■ **Passage shown**:
──────────────────────────────
You are always relentlessly pointing out when Jews are being harmed, murdered or denigrated by others. Perhaps you view that as a reason for their being self-protective and needing a land that they can just about exclusively call their own — Israel.
One of the differences, I perhaps wrongly assume, that exists between you and me is that despite that I have Jewish relatives and half Jewish ones (including my own daughter), as well as have had many very close Jewish friends and co-workers or classmates throughout my life, I am concerned about all bigotry equally. This means that I absolutely do not tolerate any disavowal when directed toward Muslims, Africans, Christians, Asians or others while you, instead, seem to primarily focus on hatred and “othering” of the Jews.
Moreover and since you identify with them ideologically and primarily, you don’t even bring up much at all the other individuals and groups that, also, get harmed … such as the Indian Sikh wearing a turban in California on the day after 9/11 who was beaten and kicked to death in a public location as he was perceived as being a a Muslim, the Muslim and aboriginally native children who are raped and murdered … or just plain slowly killed by multiple plunged knives by male adults of another religion and by other means in India, the Quakerly Palestinian college students who were shot in VT while on Thanksgiving college break of which two attend American Quakerly colleges and all three had attended a Friends school (as had my siblings and me) since aged six, and others — people of color like John Lewis— got their sculls cracked apart like an egg shells, etc., etc.
──────────────────────────────
■ **Source data**:
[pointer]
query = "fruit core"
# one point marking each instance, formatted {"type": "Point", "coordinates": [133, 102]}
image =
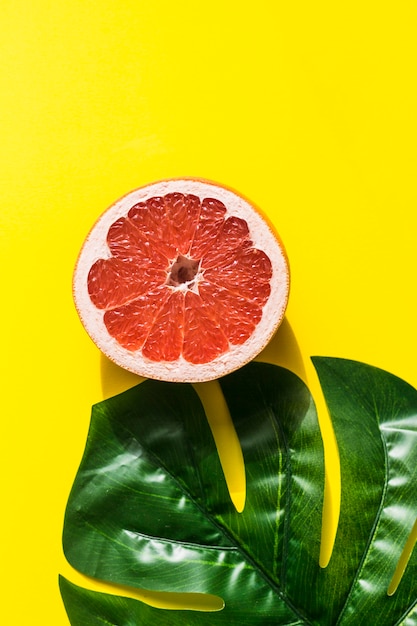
──────────────────────────────
■ **Task list**:
• a. Restate the paragraph of the passage beginning "One of the differences" in fewer words, keeping its main facts.
• b. Return the part of the passage from "You are always" up to and including "of the Jews.", word for word.
The listing that comes after the passage is separate material.

■ **Answers per task**:
• a. The writer assumes, perhaps wrongly, that the two of them differ in one way. The writer has Jewish and half-Jewish relatives, including a daughter, and has had many close Jewish friends, co-workers and classmates, yet cares about all bigotry equally. That means refusing to tolerate it when it targets Muslims, Africans, Christians, Asians or others. The person addressed seems to focus mainly on hatred and "othering" of Jews.

• b.
You are always relentlessly pointing out when Jews are being harmed, murdered or denigrated by others. Perhaps you view that as a reason for their being self-protective and needing a land that they can just about exclusively call their own — Israel.
One of the differences, I perhaps wrongly assume, that exists between you and me is that despite that I have Jewish relatives and half Jewish ones (including my own daughter), as well as have had many very close Jewish friends and co-workers or classmates throughout my life, I am concerned about all bigotry equally. This means that I absolutely do not tolerate any disavowal when directed toward Muslims, Africans, Christians, Asians or others while you, instead, seem to primarily focus on hatred and “othering” of the Jews.